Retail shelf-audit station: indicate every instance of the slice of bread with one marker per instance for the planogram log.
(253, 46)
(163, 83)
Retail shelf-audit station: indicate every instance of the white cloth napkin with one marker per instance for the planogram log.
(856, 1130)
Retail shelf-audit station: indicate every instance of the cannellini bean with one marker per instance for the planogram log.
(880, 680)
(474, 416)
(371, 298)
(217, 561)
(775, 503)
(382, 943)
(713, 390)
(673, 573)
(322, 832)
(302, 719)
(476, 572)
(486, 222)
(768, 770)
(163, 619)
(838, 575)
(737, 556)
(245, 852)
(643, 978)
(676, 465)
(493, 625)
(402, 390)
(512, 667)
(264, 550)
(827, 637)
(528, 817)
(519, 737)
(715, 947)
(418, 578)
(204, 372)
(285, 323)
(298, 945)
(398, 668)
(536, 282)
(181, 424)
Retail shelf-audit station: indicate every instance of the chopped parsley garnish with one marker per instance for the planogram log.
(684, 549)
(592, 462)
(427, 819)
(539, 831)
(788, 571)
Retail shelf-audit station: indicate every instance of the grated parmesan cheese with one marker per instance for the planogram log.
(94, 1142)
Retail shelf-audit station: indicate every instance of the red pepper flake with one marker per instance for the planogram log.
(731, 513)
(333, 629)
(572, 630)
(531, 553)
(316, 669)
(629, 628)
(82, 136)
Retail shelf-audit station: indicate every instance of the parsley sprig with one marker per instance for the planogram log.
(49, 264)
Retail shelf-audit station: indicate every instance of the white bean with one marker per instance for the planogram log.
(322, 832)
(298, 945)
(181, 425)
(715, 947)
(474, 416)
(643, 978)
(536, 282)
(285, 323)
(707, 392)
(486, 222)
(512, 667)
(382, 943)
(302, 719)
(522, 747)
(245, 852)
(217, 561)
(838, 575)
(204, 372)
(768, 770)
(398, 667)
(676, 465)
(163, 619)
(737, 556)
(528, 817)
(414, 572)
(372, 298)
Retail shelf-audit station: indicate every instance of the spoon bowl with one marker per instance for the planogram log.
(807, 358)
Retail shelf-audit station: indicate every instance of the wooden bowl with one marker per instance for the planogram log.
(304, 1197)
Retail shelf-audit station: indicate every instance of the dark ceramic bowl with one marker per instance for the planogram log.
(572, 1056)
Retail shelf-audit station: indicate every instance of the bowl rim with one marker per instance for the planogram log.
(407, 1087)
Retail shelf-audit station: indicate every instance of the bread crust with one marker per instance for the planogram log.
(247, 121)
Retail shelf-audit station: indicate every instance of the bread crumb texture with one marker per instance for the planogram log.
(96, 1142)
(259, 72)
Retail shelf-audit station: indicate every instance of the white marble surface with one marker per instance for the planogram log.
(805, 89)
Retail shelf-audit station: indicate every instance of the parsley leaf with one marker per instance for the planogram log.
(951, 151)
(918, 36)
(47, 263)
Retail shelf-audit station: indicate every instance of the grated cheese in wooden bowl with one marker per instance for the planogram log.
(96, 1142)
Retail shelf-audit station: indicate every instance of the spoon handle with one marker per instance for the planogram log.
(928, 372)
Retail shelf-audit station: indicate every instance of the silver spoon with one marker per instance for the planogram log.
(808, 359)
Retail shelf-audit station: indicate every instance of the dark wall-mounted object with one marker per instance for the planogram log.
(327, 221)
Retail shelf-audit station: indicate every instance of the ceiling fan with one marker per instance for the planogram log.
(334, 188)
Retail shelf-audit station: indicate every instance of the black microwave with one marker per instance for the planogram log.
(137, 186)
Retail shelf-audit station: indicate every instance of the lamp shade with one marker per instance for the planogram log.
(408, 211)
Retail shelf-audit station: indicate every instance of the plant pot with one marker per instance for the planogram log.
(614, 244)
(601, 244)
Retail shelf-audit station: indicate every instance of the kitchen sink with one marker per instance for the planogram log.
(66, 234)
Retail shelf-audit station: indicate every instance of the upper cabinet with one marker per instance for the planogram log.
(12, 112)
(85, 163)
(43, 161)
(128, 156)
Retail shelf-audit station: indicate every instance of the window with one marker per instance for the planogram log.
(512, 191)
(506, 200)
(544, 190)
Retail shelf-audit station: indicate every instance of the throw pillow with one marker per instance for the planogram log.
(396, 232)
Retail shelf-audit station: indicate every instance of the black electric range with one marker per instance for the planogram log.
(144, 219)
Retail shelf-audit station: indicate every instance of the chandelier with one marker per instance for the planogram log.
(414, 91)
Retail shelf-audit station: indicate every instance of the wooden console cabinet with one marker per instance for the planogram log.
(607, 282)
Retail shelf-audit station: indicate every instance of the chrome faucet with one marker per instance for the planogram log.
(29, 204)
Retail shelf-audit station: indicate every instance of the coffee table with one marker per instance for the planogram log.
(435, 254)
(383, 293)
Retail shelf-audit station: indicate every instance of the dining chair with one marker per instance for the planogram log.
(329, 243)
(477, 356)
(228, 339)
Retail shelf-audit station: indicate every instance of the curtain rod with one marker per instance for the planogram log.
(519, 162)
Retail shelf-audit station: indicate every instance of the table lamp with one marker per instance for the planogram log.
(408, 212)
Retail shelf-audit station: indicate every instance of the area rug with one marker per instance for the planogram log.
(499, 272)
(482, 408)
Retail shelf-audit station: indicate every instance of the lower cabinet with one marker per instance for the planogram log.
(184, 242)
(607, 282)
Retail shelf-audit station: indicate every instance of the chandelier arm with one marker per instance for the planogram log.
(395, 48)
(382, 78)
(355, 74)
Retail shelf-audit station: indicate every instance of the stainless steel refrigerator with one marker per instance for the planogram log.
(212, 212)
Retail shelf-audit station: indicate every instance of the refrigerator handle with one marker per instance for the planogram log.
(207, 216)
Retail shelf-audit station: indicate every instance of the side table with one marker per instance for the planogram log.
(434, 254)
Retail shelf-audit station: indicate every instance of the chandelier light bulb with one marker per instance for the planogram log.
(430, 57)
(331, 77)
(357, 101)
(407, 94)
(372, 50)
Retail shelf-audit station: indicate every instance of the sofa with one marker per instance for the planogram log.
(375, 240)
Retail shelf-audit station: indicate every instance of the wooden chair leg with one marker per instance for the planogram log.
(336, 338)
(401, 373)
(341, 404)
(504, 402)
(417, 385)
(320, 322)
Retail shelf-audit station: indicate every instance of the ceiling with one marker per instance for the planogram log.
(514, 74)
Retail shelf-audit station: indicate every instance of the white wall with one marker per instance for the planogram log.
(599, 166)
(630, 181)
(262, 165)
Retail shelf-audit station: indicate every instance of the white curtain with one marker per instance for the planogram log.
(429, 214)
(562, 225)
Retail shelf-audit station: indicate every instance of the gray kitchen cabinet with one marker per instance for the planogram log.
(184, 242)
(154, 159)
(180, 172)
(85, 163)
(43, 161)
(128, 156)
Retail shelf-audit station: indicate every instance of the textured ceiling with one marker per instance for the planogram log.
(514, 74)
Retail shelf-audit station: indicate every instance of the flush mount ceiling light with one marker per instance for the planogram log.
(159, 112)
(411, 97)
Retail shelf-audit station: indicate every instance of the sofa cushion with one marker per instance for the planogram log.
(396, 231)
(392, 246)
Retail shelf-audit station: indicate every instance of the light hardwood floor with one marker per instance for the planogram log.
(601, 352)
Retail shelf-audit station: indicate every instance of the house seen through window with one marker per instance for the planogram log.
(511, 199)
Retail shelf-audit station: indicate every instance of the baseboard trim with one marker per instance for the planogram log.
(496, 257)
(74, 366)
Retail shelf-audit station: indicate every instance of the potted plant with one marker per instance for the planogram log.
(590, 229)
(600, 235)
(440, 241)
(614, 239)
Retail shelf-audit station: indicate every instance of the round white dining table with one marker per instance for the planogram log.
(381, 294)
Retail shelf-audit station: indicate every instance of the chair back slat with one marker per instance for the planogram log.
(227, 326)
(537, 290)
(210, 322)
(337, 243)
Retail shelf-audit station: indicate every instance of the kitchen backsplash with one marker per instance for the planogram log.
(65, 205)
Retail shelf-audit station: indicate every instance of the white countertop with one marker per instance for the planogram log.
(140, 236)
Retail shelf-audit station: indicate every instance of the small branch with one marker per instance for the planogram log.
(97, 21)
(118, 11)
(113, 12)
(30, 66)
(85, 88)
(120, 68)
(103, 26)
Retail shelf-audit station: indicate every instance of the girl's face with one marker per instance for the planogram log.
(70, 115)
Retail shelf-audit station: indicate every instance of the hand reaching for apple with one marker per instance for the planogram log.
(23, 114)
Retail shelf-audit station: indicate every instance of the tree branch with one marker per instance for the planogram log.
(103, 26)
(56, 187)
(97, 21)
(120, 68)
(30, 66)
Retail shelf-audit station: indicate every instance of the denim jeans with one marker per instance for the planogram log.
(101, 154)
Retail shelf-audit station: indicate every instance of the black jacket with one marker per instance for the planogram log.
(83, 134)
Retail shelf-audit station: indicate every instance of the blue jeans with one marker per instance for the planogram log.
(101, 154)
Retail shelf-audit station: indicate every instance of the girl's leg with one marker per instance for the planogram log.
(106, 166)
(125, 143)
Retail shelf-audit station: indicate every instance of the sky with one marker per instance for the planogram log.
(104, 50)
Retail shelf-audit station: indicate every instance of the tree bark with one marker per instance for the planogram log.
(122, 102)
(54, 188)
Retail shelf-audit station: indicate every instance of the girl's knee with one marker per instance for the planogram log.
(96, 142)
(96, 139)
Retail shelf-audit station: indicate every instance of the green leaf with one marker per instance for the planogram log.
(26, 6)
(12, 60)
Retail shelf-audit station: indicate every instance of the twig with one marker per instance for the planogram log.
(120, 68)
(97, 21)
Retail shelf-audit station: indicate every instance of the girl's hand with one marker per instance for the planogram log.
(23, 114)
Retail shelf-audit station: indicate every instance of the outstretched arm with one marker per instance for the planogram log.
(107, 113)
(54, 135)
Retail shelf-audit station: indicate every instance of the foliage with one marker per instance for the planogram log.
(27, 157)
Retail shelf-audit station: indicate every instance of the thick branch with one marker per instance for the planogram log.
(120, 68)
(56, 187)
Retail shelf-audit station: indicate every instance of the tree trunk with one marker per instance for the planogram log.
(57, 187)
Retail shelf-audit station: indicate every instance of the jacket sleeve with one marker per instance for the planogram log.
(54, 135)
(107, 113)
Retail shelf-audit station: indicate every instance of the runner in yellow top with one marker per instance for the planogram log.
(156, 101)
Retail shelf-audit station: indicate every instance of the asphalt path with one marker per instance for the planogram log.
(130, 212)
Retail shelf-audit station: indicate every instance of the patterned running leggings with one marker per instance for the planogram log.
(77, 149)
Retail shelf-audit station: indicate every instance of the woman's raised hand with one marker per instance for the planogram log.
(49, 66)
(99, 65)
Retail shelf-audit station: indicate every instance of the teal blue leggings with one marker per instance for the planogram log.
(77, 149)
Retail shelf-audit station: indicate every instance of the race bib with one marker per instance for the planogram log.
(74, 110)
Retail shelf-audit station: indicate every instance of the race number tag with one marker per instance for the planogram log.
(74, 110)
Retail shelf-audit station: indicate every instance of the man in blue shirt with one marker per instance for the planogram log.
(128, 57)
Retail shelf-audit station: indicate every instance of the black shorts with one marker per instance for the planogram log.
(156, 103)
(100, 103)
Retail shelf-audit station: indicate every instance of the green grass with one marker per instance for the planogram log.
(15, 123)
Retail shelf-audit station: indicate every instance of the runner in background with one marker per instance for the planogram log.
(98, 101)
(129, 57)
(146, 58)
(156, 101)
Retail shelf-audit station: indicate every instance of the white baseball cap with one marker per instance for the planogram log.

_ _ _ _ _ _ _

▸ **TASK OBJECTIVE**
Each line from the one containing "of the asphalt" to the final line of the entries above must be returned exactly, and no other line may appear.

▸ **IN RESPONSE**
Retail shelf-audit station: indicate every instance of the asphalt path with one marker per instance for the planogram log.
(130, 212)
Retail shelf-audit station: indicate every instance of the patterned running leggings with one marker per instance for the planogram log.
(77, 149)
Retail shelf-audit station: indicate every instance of the woman's raised hand with one marker per instance for the planogram log.
(49, 66)
(99, 65)
Retail shelf-audit station: indicate every instance of the teal blue leggings with one marker per instance for the planogram log.
(77, 149)
Retail shelf-audit station: indicate every instance of the race bib with one marker per instance for the planogram log.
(74, 110)
Retail shelf-audit station: indicate every instance of the race number tag with one marker per instance for the planogram log.
(74, 110)
Retail shelf-audit station: indicate every instance of the man in blue shirt with one marker per instance for the planogram log.
(128, 57)
Retail shelf-audit station: indicate every instance of the black shorts with one marker per instance for the planogram log.
(156, 103)
(100, 103)
Retail shelf-audit station: indicate every instance of the green grass with one marker per instance for the planogram log.
(15, 123)
Retail shelf-audit station: indicate every instance of the runner in background with one marker per instance for the planogram log.
(98, 101)
(129, 57)
(146, 58)
(156, 101)
Retail shelf-audit station: indicate every instance of the white baseball cap with one marker per instance for the planogram log.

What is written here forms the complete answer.